*** Provided records ***
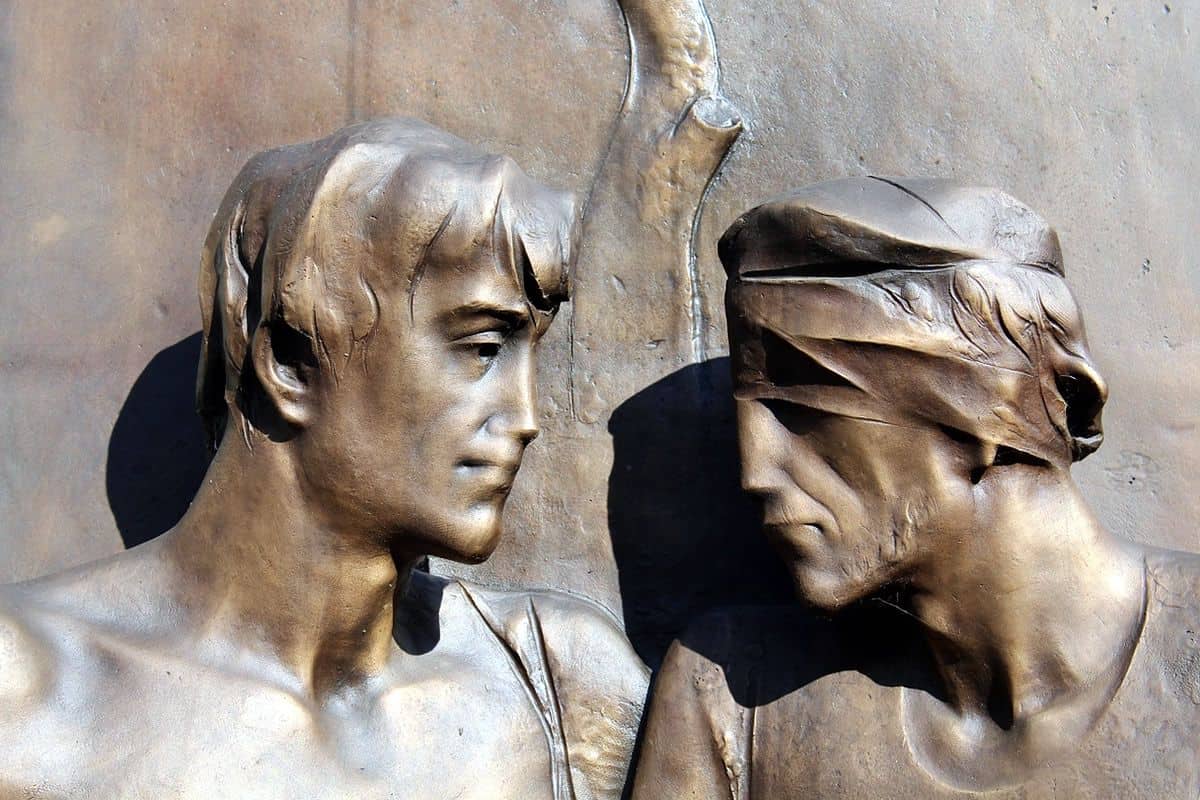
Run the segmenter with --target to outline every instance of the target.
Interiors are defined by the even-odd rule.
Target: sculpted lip
[[[792,539],[798,535],[824,536],[825,531],[815,522],[766,522],[763,529],[774,537]]]
[[[769,523],[763,526],[767,542],[785,561],[806,560],[820,549],[825,532],[820,525],[806,522]]]
[[[821,532],[821,525],[814,522],[811,516],[798,513],[795,508],[789,508],[787,503],[776,495],[760,494],[763,503],[763,527],[783,532],[788,528],[812,528]]]
[[[486,458],[464,458],[458,462],[460,470],[467,470],[472,475],[480,478],[491,478],[488,484],[499,489],[507,489],[512,486],[513,480],[517,477],[517,469],[521,466],[521,462],[492,460]]]
[[[462,461],[458,462],[458,465],[460,467],[468,467],[468,468],[474,468],[474,469],[488,469],[488,468],[501,469],[501,470],[505,470],[506,472],[516,472],[517,468],[521,466],[520,462],[500,461],[500,460],[492,461],[492,460],[485,459],[485,458],[464,458]]]
[[[763,533],[776,546],[783,546],[789,552],[805,549],[806,543],[815,544],[825,538],[824,526],[814,522],[812,516],[789,508],[778,498],[764,503]]]

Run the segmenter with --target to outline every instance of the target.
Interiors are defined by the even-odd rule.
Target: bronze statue
[[[607,798],[645,669],[477,562],[538,433],[573,201],[387,119],[252,159],[205,245],[179,524],[0,591],[0,796]]]
[[[744,488],[795,608],[694,626],[635,797],[1195,798],[1200,559],[1070,467],[1107,390],[1054,231],[936,180],[818,184],[720,254]]]

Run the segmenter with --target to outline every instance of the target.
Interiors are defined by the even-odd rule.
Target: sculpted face
[[[261,154],[205,245],[201,413],[285,443],[343,537],[480,561],[537,435],[534,345],[576,233],[568,194],[415,120]]]
[[[306,461],[417,553],[479,561],[538,433],[534,345],[549,323],[482,249],[412,297],[379,294],[366,369],[328,382]]]
[[[1058,238],[1008,195],[830,181],[746,212],[718,250],[743,484],[811,603],[934,580],[923,565],[987,547],[990,470],[1099,447],[1106,389]]]
[[[828,376],[806,370],[804,357],[770,331],[742,325],[731,326],[731,334],[742,486],[761,502],[764,531],[802,599],[833,610],[869,596],[966,528],[969,466],[962,444],[933,426],[902,426],[839,410],[828,399],[817,407],[763,392],[764,376],[738,367],[764,340],[779,348],[768,360],[768,382],[819,390]]]
[[[743,484],[804,598],[836,608],[953,560],[985,535],[987,470],[1066,469],[1098,442],[1064,292],[990,263],[731,281]]]

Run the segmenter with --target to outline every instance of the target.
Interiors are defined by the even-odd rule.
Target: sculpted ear
[[[1080,461],[1099,450],[1104,441],[1100,417],[1108,399],[1108,385],[1091,362],[1078,356],[1063,359],[1055,373],[1055,388],[1066,405],[1071,459]]]
[[[251,361],[263,399],[288,425],[306,427],[317,369],[312,341],[286,322],[264,322],[254,333]]]

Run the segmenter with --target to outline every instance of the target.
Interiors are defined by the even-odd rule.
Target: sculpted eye
[[[821,412],[815,409],[789,403],[786,400],[770,398],[759,402],[766,406],[785,428],[797,436],[803,436],[812,430],[822,417]]]
[[[458,340],[459,345],[472,358],[483,364],[492,363],[500,355],[508,335],[503,331],[480,331]]]

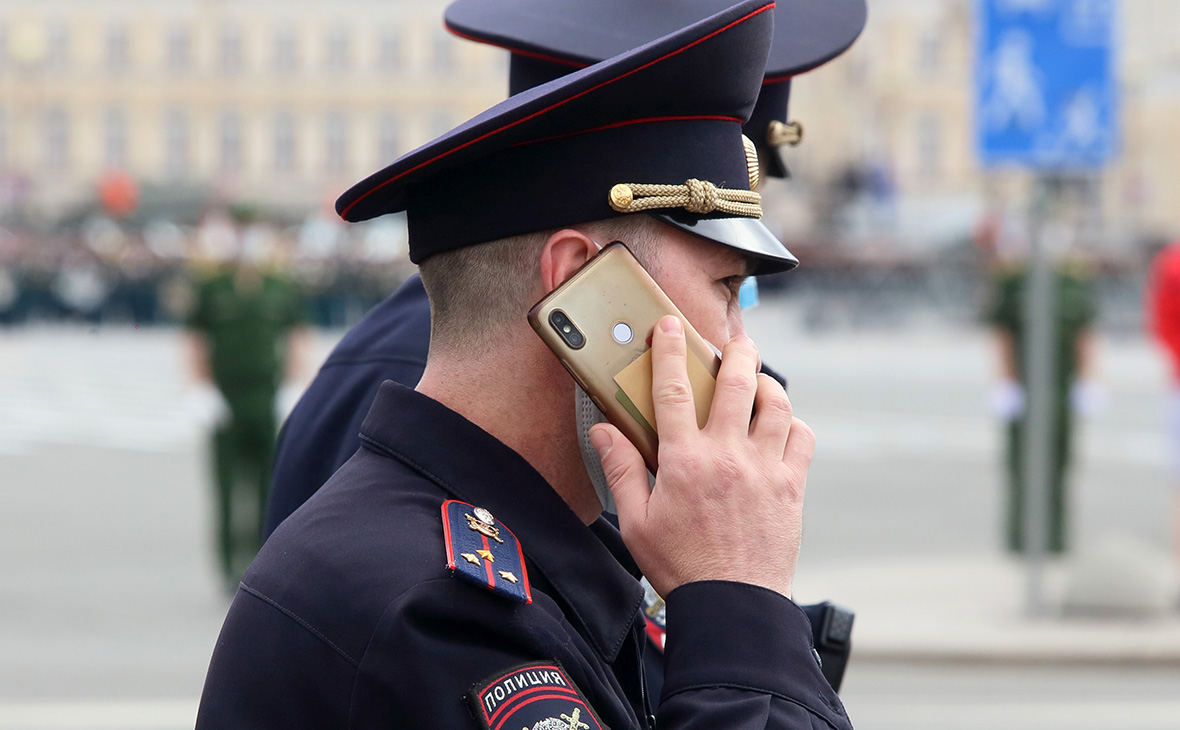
*** End of Provided records ***
Everything from the line with "Target: bronze statue" through the end of the records above, both ends included, is to be reproduced exactly, and nothing outside that span; the pictures are to be dropped.

Target: bronze statue
[[[607,798],[645,669],[477,562],[538,433],[573,201],[387,119],[252,159],[205,245],[179,524],[0,591],[0,796]]]
[[[744,488],[795,608],[694,626],[635,797],[1195,798],[1200,559],[1070,467],[1107,390],[1054,231],[936,180],[818,184],[720,254]]]

Run the segmenter with --target to outline every instance of the target.
Interiors are defined by the even-odd rule.
Target: sculpted face
[[[261,154],[205,245],[201,413],[285,443],[343,537],[480,561],[537,435],[534,345],[576,233],[568,194],[415,120]]]
[[[306,461],[417,553],[479,561],[538,433],[534,345],[549,323],[482,249],[412,297],[379,294],[366,369],[328,382]]]
[[[1058,238],[1008,195],[830,181],[746,212],[718,250],[743,484],[811,603],[934,580],[923,565],[987,547],[990,470],[1099,447],[1106,389]]]
[[[828,376],[806,370],[804,357],[770,331],[742,325],[731,326],[731,334],[742,486],[761,502],[764,531],[802,599],[833,610],[869,596],[966,528],[969,466],[962,444],[933,426],[902,426],[839,410],[828,399],[817,407],[763,392],[764,376],[738,367],[764,340],[779,348],[768,360],[768,382],[819,390]]]
[[[743,484],[804,598],[836,608],[953,560],[985,535],[987,470],[1066,469],[1098,442],[1064,292],[990,263],[731,281]]]

Run the segmenter with --target to outline every instance of the target.
Interiors are defined by the even-odd rule.
Target: sculpted ear
[[[1080,461],[1099,450],[1104,441],[1100,417],[1108,399],[1108,385],[1091,362],[1078,356],[1063,359],[1055,373],[1055,388],[1066,405],[1071,459]]]
[[[251,361],[263,399],[288,425],[306,427],[317,369],[312,341],[286,322],[264,322],[254,333]]]

Run the segmenter with --target to outline every instance of the target.
Interiors are defined by the even-odd rule.
Target: sculpted eye
[[[821,412],[815,409],[789,403],[786,400],[770,398],[759,402],[766,406],[785,428],[797,436],[803,436],[812,430],[822,417]]]
[[[458,340],[459,345],[472,358],[483,364],[492,363],[500,355],[508,335],[503,331],[480,331]]]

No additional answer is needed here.